PROBLEM DETAILS
Once you find the line with "Exercise. Mark the framed artwork" in the data that follows, repeat it and every line after it exactly, through the line with "Exercise. Mark the khaki".

Region pointing data
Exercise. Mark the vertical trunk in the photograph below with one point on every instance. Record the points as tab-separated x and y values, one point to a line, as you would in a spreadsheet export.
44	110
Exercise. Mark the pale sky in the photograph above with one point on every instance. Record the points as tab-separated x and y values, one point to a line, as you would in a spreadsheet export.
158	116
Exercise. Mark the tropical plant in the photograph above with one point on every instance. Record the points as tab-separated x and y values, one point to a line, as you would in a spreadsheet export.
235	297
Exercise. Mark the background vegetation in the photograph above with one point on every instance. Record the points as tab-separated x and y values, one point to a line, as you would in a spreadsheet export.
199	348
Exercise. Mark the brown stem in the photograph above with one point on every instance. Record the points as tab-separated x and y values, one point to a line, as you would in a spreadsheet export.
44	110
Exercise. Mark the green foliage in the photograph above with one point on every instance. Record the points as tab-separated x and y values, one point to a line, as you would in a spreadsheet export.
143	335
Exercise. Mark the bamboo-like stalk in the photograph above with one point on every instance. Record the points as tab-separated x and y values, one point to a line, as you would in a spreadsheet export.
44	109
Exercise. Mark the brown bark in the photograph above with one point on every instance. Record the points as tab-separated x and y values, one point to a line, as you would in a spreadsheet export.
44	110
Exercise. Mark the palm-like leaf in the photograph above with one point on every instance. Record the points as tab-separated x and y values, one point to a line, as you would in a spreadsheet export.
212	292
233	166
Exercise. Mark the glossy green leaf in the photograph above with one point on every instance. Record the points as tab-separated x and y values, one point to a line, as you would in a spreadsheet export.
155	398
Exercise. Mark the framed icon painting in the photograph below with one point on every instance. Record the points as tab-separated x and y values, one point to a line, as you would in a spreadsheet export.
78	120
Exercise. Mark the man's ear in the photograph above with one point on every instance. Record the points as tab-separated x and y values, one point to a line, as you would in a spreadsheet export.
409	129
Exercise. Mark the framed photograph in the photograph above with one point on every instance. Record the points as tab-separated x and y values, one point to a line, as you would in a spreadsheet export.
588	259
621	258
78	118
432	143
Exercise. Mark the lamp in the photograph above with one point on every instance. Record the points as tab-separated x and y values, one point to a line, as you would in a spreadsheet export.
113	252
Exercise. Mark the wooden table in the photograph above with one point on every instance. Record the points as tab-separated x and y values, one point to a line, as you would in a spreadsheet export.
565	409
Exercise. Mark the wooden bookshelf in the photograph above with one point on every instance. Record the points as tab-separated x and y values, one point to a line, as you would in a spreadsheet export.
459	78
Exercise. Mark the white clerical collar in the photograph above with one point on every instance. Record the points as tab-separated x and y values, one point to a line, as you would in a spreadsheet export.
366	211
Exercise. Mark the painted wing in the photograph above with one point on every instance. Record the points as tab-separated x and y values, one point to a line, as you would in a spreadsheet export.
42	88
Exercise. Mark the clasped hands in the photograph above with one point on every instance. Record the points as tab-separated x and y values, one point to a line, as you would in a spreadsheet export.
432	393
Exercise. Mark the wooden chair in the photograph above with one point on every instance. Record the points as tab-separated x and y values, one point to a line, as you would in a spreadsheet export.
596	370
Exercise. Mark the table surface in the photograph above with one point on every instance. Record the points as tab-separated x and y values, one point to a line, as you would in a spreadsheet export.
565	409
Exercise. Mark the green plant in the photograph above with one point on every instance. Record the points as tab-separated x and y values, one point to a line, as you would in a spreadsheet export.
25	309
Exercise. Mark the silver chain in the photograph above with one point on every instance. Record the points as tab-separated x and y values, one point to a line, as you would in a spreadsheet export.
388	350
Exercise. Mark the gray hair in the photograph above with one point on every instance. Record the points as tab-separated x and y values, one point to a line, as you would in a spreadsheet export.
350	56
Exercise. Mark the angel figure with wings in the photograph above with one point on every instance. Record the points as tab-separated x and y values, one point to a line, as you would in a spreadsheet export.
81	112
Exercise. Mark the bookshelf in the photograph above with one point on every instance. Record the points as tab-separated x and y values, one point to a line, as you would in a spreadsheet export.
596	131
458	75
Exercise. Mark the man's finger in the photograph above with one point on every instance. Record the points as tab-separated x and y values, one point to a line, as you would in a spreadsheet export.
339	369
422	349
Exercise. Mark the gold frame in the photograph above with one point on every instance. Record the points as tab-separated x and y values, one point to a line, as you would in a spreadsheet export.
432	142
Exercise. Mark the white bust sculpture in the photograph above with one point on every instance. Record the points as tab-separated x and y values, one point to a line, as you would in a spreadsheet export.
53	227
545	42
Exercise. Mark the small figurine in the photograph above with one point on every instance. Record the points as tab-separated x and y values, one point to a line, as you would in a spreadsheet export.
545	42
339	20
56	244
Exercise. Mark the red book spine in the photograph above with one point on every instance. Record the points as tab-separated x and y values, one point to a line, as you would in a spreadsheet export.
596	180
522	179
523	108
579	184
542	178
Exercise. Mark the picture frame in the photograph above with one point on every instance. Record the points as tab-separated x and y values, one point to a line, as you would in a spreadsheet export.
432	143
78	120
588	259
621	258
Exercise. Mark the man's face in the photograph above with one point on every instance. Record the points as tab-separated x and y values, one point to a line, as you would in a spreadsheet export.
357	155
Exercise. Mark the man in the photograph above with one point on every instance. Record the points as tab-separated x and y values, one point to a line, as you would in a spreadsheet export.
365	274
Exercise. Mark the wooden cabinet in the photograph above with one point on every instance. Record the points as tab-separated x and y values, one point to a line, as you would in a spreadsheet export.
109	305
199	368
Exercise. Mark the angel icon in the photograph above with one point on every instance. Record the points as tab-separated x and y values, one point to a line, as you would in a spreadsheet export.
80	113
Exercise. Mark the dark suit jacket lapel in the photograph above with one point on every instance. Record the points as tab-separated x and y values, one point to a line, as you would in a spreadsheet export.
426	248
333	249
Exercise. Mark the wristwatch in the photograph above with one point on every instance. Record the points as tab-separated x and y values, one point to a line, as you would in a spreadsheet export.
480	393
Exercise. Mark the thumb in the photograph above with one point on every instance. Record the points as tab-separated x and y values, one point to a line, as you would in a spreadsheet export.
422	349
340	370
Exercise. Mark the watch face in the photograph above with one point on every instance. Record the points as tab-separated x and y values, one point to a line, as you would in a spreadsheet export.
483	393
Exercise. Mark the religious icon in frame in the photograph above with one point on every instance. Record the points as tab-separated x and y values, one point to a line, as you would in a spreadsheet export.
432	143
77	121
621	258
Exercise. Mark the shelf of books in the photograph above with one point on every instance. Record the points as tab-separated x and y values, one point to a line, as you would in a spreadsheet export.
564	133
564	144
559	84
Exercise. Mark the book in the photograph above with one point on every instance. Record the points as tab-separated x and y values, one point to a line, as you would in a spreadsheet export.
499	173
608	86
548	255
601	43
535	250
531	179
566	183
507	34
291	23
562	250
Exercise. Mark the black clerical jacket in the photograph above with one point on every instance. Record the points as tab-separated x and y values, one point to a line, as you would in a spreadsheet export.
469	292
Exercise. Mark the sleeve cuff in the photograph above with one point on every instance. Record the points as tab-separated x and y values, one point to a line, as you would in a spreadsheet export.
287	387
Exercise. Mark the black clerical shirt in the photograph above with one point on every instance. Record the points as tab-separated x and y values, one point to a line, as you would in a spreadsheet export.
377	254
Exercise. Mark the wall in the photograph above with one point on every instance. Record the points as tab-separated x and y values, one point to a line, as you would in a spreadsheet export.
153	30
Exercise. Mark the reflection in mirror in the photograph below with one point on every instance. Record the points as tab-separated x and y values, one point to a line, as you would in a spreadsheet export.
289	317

---

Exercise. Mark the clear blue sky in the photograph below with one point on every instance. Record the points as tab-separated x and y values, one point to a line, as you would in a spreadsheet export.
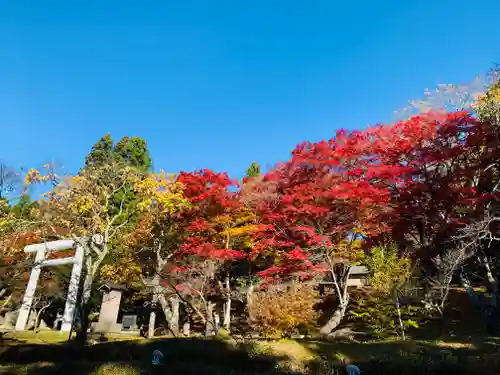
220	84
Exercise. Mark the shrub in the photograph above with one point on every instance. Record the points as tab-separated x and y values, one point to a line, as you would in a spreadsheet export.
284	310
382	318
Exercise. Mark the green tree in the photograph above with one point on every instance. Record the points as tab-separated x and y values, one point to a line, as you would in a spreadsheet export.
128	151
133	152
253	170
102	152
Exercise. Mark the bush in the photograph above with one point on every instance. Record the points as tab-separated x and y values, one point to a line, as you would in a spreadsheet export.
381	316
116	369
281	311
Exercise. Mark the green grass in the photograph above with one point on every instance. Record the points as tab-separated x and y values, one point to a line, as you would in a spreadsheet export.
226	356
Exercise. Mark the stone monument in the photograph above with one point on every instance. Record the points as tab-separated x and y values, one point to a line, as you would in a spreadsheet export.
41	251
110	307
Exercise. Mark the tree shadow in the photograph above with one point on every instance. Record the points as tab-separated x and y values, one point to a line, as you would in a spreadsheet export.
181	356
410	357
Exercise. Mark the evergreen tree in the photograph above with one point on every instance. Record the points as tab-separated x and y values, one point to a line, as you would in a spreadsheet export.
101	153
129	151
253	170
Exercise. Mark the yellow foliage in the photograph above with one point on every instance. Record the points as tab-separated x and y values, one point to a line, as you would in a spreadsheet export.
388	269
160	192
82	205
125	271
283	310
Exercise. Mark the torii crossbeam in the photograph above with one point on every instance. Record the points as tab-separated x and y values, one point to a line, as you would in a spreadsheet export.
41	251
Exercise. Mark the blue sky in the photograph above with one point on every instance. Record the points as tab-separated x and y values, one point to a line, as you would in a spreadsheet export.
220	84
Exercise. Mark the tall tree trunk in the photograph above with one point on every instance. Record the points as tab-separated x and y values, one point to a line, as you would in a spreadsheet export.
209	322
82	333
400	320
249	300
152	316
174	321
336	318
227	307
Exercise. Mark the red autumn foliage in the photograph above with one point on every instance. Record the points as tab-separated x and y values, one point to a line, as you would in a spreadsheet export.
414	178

...

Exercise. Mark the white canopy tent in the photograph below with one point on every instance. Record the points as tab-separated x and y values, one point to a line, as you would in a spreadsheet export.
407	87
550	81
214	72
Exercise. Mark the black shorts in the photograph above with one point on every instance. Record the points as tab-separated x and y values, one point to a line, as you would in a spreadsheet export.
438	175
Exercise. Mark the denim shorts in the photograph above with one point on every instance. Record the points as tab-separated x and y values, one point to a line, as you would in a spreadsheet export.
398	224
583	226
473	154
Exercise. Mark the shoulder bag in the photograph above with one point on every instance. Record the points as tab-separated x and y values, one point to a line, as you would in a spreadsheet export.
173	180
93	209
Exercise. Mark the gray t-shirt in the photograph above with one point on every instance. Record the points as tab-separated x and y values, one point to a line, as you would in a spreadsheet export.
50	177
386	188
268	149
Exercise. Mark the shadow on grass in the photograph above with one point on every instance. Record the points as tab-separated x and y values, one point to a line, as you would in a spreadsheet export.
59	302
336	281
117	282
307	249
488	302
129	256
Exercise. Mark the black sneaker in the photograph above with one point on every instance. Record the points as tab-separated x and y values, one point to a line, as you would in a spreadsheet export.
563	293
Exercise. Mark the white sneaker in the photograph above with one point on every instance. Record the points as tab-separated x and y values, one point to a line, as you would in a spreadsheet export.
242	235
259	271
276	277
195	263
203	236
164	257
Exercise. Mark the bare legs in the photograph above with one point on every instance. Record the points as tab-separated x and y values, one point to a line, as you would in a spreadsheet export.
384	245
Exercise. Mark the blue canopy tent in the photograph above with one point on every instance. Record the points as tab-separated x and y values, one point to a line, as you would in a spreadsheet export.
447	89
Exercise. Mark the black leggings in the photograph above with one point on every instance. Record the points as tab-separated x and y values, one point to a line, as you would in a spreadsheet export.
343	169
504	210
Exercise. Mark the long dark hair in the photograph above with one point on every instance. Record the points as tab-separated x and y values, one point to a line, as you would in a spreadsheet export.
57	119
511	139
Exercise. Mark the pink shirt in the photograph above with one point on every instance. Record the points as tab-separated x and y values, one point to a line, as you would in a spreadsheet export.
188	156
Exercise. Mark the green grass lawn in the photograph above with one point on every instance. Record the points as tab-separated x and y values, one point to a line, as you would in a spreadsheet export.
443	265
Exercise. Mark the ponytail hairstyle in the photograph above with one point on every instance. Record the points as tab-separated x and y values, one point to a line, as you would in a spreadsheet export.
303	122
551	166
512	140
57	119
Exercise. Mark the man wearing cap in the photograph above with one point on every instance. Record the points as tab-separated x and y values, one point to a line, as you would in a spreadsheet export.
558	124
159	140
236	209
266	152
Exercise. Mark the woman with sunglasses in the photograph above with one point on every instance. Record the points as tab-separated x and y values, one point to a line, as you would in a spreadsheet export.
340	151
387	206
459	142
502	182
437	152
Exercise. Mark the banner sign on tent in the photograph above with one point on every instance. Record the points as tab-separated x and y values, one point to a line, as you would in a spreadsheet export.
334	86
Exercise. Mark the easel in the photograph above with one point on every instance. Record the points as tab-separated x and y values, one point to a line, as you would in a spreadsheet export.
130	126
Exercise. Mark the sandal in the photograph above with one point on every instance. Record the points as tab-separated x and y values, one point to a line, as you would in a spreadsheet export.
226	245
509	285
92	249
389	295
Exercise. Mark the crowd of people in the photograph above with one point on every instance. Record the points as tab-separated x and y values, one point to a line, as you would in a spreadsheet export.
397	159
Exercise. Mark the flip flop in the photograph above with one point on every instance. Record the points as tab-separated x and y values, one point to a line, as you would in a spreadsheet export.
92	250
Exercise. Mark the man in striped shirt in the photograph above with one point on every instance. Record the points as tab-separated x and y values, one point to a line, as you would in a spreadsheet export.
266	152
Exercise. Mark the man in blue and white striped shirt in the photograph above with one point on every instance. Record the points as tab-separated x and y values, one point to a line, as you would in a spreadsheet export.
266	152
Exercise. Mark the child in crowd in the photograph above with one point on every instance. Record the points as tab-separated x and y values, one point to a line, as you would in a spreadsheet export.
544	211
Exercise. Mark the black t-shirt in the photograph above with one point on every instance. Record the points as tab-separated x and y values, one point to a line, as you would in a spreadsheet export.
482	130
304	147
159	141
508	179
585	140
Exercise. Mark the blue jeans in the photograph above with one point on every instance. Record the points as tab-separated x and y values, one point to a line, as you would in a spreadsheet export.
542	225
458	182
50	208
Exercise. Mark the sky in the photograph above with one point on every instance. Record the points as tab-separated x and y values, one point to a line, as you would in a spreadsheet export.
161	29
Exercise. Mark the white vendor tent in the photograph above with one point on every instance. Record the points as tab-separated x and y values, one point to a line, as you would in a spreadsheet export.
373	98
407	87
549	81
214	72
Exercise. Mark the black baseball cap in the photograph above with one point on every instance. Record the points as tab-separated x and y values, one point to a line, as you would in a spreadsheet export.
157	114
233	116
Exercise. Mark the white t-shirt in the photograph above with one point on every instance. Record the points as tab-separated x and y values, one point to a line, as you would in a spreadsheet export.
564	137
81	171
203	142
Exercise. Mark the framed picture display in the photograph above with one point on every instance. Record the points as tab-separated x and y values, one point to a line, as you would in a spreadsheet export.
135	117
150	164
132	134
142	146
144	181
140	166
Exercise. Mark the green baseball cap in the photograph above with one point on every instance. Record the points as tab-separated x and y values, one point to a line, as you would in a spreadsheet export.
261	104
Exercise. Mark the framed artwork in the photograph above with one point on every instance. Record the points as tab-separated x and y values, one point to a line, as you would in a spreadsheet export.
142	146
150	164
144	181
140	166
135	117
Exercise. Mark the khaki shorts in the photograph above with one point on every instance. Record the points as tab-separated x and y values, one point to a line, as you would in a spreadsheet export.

TASK RESULT
Exercise. Mark the framed artwork in the photograph above with one point on every instance. Record the points as tab-separated x and y values, one point to a line, as you would in a spreadsheet export.
142	146
150	164
144	181
140	166
135	117
Exercise. Mark the khaki shorts in the photograph above with one point on every instance. Record the points as tab-separated x and y values, one point to a line, as you would in a spreadsheet export.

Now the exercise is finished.